Task details:
Your answer should hold every line of the records below that contains the string "puffy".

Task input:

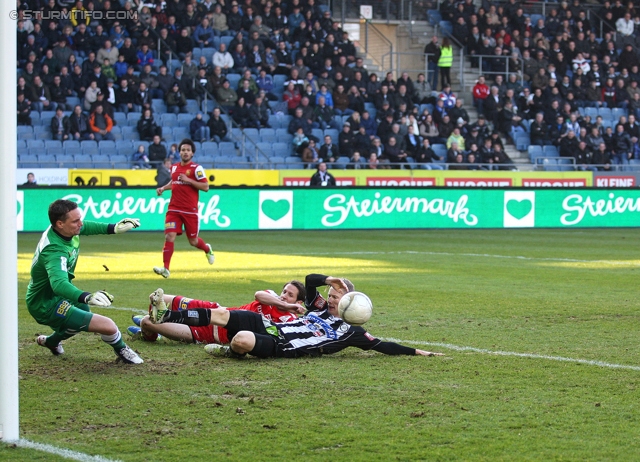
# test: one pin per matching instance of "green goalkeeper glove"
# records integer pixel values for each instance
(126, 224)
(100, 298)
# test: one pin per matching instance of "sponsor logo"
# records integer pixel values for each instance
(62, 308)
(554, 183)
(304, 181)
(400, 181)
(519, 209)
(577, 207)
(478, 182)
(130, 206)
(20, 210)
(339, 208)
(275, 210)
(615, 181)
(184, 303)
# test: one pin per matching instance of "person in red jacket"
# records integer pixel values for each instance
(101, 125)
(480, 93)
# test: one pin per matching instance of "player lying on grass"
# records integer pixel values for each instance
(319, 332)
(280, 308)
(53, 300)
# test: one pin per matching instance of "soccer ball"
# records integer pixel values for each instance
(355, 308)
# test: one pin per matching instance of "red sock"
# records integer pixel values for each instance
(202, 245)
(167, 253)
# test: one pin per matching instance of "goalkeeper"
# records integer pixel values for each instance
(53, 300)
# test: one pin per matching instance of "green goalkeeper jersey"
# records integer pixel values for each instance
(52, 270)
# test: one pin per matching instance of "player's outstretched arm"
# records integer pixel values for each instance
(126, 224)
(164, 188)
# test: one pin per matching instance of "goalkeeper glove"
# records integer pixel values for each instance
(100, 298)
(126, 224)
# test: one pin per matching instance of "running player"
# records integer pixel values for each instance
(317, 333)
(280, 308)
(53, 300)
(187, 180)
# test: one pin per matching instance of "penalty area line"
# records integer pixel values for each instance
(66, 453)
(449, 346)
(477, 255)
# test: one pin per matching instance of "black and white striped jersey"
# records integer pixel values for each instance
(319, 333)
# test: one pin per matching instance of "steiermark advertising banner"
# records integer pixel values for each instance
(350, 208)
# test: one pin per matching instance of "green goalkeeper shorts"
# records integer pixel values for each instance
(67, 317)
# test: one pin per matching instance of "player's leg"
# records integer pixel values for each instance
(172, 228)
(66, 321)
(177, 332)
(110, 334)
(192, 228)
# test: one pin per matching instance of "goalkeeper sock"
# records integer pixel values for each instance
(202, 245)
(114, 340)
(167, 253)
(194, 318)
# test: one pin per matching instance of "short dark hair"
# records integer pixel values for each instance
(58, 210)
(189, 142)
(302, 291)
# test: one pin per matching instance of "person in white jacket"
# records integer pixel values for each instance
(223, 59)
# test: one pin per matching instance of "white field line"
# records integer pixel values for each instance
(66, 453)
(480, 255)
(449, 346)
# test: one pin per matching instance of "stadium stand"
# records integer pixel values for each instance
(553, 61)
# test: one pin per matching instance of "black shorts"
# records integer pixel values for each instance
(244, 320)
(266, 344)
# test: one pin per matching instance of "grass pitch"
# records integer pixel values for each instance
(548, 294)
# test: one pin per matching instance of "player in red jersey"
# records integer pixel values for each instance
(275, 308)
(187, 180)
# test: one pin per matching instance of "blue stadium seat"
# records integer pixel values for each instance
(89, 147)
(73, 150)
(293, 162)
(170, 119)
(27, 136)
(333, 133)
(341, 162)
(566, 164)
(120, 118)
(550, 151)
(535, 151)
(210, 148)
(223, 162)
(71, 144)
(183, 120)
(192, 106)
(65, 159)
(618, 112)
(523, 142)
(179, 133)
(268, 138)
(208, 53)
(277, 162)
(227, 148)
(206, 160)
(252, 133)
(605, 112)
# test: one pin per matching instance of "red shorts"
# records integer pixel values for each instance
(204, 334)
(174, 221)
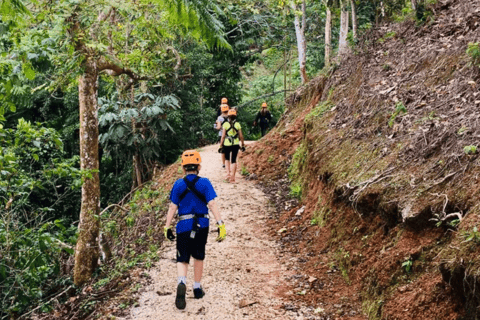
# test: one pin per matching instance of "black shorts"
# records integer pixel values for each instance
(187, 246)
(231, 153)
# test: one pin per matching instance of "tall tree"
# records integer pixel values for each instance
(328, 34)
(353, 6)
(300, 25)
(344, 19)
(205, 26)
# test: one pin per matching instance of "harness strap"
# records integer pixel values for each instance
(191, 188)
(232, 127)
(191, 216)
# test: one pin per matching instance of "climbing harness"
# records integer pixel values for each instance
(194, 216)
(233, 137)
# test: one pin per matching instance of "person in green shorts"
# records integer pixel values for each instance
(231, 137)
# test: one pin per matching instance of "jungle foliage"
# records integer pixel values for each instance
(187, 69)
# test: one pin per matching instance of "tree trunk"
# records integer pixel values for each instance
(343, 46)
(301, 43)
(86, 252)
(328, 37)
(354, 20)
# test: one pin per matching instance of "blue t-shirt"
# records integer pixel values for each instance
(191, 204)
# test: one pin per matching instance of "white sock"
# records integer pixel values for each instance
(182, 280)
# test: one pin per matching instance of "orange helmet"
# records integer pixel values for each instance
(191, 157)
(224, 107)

...

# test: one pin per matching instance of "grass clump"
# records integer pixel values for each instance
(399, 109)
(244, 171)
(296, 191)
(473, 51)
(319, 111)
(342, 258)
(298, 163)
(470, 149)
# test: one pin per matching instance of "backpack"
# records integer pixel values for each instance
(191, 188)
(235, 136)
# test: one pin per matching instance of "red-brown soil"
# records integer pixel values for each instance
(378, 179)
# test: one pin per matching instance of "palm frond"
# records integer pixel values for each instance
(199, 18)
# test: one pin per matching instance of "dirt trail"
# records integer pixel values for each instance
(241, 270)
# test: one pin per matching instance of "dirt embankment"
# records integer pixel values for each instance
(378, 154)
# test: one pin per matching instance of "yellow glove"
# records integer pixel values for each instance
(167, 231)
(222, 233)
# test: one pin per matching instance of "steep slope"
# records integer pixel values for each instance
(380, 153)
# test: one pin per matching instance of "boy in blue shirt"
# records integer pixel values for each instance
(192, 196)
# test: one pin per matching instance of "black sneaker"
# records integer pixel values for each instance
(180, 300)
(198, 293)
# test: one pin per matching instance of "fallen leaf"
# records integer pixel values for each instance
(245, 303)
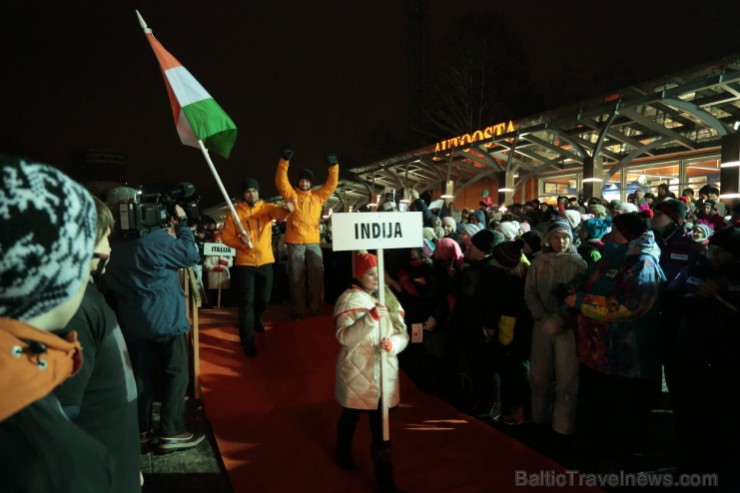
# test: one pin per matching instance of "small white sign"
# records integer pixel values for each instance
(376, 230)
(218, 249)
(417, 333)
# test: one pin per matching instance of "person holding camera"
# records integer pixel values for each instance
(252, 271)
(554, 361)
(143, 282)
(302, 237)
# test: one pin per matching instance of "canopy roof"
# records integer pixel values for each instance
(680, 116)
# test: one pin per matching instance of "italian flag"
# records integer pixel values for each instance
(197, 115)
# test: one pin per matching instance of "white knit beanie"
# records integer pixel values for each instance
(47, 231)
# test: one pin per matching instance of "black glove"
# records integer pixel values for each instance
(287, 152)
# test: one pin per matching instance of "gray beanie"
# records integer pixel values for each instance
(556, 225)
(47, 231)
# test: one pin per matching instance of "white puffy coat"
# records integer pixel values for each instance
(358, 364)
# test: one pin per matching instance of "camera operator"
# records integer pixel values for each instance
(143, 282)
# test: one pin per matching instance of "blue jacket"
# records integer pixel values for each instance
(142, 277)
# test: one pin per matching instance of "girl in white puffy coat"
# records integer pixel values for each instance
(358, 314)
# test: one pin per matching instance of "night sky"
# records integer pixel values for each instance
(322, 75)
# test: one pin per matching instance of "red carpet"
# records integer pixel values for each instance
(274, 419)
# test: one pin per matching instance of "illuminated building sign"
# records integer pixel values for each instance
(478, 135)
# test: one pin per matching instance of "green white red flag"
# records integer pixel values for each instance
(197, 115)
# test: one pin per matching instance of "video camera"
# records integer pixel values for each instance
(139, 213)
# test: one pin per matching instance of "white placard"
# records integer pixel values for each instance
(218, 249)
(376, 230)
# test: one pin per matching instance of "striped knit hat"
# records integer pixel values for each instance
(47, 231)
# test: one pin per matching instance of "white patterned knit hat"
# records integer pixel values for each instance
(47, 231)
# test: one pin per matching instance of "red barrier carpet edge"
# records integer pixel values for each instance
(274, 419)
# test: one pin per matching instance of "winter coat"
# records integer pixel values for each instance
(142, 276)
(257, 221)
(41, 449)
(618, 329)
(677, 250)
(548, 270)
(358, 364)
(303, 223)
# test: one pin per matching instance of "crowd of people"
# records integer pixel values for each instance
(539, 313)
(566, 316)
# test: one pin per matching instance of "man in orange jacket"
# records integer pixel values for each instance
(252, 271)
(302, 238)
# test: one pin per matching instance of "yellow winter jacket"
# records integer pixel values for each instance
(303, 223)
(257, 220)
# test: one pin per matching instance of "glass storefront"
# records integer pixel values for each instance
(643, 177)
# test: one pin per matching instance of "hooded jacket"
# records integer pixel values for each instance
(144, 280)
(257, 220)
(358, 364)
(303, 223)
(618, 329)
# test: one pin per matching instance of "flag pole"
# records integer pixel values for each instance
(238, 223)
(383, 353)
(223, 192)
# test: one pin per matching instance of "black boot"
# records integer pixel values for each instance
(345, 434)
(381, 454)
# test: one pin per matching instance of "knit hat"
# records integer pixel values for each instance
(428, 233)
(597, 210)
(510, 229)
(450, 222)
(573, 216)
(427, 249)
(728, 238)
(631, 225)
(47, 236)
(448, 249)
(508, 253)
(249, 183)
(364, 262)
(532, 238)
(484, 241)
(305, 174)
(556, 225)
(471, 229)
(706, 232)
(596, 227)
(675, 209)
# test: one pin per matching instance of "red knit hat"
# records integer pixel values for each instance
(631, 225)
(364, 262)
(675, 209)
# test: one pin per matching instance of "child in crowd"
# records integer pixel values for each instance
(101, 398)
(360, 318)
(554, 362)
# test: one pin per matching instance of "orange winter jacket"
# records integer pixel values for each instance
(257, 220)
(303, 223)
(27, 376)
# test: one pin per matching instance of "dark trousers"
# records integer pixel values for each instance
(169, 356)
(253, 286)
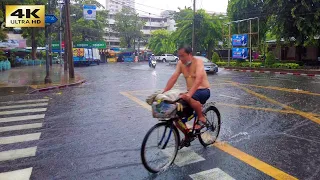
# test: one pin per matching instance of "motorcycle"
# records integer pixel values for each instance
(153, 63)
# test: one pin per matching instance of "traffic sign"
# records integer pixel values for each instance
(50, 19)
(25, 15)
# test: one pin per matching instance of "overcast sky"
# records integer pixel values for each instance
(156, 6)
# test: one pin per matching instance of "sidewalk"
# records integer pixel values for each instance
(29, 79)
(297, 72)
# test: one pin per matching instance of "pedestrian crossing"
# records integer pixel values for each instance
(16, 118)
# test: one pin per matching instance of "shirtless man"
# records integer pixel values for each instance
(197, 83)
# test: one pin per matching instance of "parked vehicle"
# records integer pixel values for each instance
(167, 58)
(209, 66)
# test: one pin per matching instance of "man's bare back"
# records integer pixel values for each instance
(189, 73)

Answer box:
# test: one pin per matching instance of "white puffy coat"
# test: one pin per matching instance of "girl in white puffy coat"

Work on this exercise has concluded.